# Set problem:
Render every line of the records below as a numbered list, omitting any blank lines.

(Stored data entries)
________________________________________

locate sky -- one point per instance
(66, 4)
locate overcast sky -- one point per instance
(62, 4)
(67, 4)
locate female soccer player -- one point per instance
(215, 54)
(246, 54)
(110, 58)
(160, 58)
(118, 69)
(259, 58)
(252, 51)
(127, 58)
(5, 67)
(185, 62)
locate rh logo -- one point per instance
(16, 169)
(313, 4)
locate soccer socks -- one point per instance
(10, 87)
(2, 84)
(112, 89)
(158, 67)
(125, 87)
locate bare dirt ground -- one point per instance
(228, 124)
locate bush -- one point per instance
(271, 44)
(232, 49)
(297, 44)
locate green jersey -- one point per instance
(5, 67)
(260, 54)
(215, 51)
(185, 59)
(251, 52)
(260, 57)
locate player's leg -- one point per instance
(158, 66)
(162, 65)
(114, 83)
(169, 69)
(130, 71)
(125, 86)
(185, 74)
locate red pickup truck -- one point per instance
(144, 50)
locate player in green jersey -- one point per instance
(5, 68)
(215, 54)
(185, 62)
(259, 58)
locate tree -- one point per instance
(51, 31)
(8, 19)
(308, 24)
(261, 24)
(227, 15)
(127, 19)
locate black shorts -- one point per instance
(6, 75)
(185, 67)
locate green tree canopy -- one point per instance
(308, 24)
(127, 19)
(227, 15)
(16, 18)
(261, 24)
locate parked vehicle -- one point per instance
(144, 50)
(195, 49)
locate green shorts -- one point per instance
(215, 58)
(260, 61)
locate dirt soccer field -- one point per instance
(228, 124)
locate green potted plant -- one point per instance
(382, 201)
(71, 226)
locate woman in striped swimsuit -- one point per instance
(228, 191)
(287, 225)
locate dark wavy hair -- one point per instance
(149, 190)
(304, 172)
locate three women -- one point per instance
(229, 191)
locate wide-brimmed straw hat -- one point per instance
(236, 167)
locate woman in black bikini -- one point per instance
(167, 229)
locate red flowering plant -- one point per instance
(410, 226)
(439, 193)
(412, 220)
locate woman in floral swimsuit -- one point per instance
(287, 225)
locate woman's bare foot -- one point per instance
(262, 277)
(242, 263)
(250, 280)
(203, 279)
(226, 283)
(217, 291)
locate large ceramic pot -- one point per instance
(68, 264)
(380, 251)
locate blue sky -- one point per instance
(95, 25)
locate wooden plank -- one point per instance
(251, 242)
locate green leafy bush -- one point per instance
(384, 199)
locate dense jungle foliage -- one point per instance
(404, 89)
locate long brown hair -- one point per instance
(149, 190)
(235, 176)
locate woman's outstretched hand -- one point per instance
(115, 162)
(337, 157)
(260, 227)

________________________________________

# Response to the task:
1. locate sky -- one point per instance
2. (66, 4)
3. locate overcast sky -- one point per instance
4. (62, 4)
5. (67, 4)
6. locate female soccer player -- one point per instance
7. (215, 54)
8. (246, 54)
9. (110, 58)
10. (160, 58)
11. (118, 69)
12. (259, 58)
13. (252, 51)
14. (127, 58)
15. (5, 67)
16. (185, 62)
17. locate rh logo -- one point per instance
18. (16, 169)
19. (313, 4)
20. locate soccer socks -- one point per instance
21. (10, 87)
22. (2, 84)
23. (112, 89)
24. (158, 67)
25. (125, 87)
26. locate bare dirt ground -- one point per instance
27. (228, 124)
28. locate bush -- one point per instance
29. (271, 44)
30. (232, 49)
31. (297, 44)
32. locate green jersey -- one point per instance
33. (5, 67)
34. (260, 54)
35. (215, 51)
36. (185, 59)
37. (251, 52)
38. (260, 57)
39. locate player's leg -- one point per instance
40. (158, 66)
41. (162, 65)
42. (114, 83)
43. (169, 69)
44. (130, 71)
45. (125, 86)
46. (185, 74)
47. locate red pickup truck -- one point per instance
48. (144, 50)
49. locate player in green jersey -- one point per instance
50. (5, 68)
51. (215, 54)
52. (185, 62)
53. (259, 58)
54. locate tree -- one point per instance
55. (51, 31)
56. (8, 19)
57. (308, 24)
58. (261, 24)
59. (227, 15)
60. (127, 19)
61. locate black shorts -- one point per instance
62. (6, 75)
63. (185, 67)
64. locate green tree canopy -- one point per instance
65. (308, 24)
66. (127, 19)
67. (227, 15)
68. (16, 18)
69. (261, 24)
70. locate parked vehicle -- one point per instance
71. (144, 50)
72. (195, 49)
73. locate green shorts -- one point per instance
74. (215, 58)
75. (260, 61)
76. locate dirt soccer field -- one point per instance
77. (228, 124)
78. locate green potted plant -- one point per instance
79. (382, 201)
80. (71, 226)
81. locate woman in striped swimsuit -- one point per instance
82. (228, 191)
83. (287, 225)
84. locate dark wavy hair -- one point per instance
85. (149, 190)
86. (304, 172)
87. locate three women -- one point per instance
88. (229, 191)
89. locate wide-brimmed straw hat -- one point per instance
90. (236, 167)
91. locate woman in black bikini -- one point per instance
92. (167, 229)
93. locate red flowering plant -- one point per instance
94. (410, 226)
95. (439, 193)
96. (412, 220)
97. locate woman in floral swimsuit -- one point per instance
98. (287, 225)
99. locate woman's bare foot -- one point per instance
100. (262, 277)
101. (242, 263)
102. (250, 280)
103. (203, 279)
104. (226, 283)
105. (217, 291)
106. locate large ceramic pot -- one point per instance
107. (68, 264)
108. (380, 251)
109. locate blue sky -- one point per instance
110. (95, 25)
111. locate wooden plank -- one point per instance
112. (251, 242)
113. locate green leafy bush -- one point per instance
114. (384, 199)
115. locate dense jungle foliage -- one point per instance
116. (404, 89)
117. locate long brown hair -- one point per instance
118. (149, 190)
119. (235, 176)
120. locate woman's outstretched hand -- one point per instance
121. (115, 162)
122. (337, 157)
123. (260, 227)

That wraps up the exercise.